::: Records provided :::

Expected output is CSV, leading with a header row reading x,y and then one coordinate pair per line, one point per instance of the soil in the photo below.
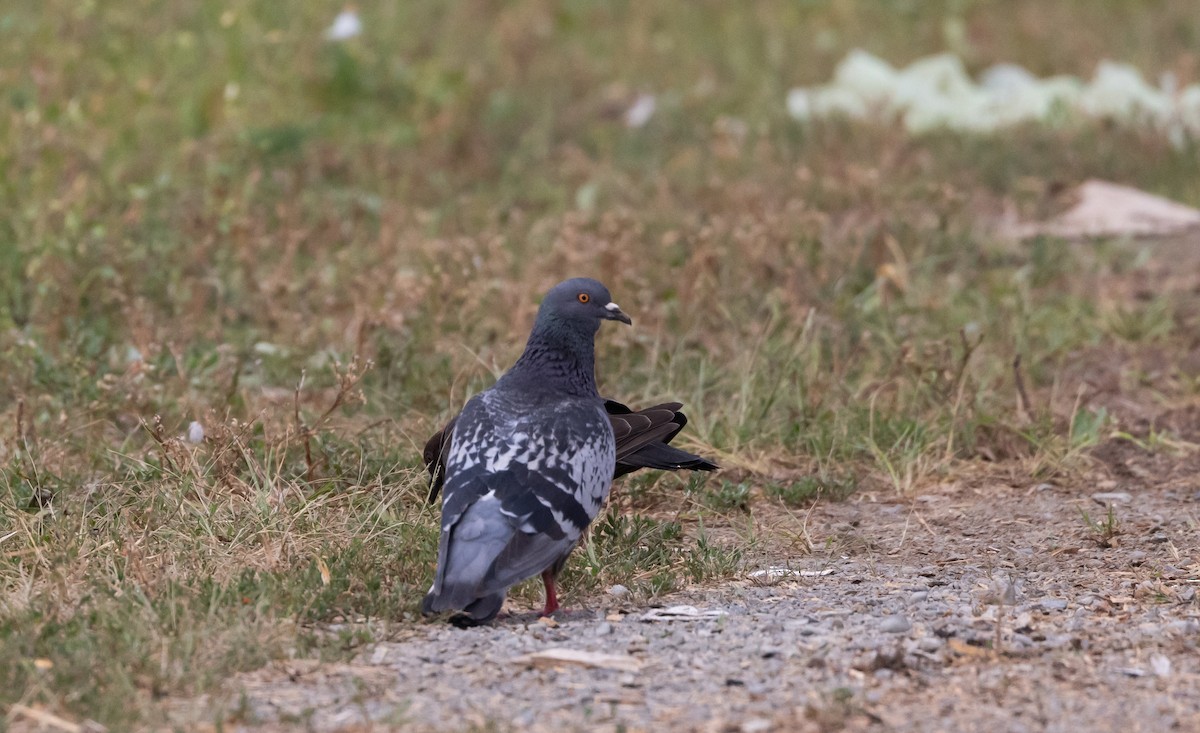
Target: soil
x,y
970,607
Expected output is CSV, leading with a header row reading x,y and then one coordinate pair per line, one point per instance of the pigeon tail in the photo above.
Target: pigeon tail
x,y
479,538
663,457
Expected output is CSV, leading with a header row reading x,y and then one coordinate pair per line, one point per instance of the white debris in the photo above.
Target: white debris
x,y
641,110
1107,210
937,92
579,658
775,571
345,26
681,613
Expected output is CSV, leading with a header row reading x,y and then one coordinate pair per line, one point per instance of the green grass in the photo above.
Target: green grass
x,y
319,251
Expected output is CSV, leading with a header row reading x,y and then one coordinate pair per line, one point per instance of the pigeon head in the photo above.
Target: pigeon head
x,y
581,302
559,356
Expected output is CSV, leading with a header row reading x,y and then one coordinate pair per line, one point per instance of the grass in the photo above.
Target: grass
x,y
319,251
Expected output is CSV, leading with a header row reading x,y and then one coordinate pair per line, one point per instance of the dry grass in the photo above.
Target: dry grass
x,y
207,206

:::

#### What this task involves:
Update the records above by replacing every "pigeon" with "dove" and leaving everything else as it is. Omit the pictures from your output.

#### Exercise answer:
Expected output is CSV, leading with a header row reading x,y and then one coordinate pair per line, one point per instance of the soil in the photo below.
Target: soil
x,y
970,607
Expected output is CSV, leading with a header row reading x,y and then one coordinate pair per line, one point per instance of the dove tail in the photo above.
Target: dove tail
x,y
479,538
663,457
Expected output is CSV, leading with a header row reading x,y and then one coordinate pair per line, one point per instance of the white debris in the photo above.
Target: white debris
x,y
641,110
1107,210
937,92
579,658
775,571
345,26
681,613
Expected output is CSV, leading with a header row reading x,y and then one coordinate pair per line, one point per instance of the green grass in the photo above.
Target: green grass
x,y
319,251
Expected output is CSV, leading with a header row reading x,y and then one coordinate pair per line, one point per instance of the dove head in the photo above.
Target: dove head
x,y
581,302
559,356
Expected output is CSV, leading with a header row reading x,y and then one coordinate pair per line, one point per instance of the grass in the photo above.
Target: grass
x,y
319,251
Expected output is CSV, leading with a header row reading x,y and then one coordinate pair per line, one point per instance of the dry grass in the photo above.
Target: dry grass
x,y
207,206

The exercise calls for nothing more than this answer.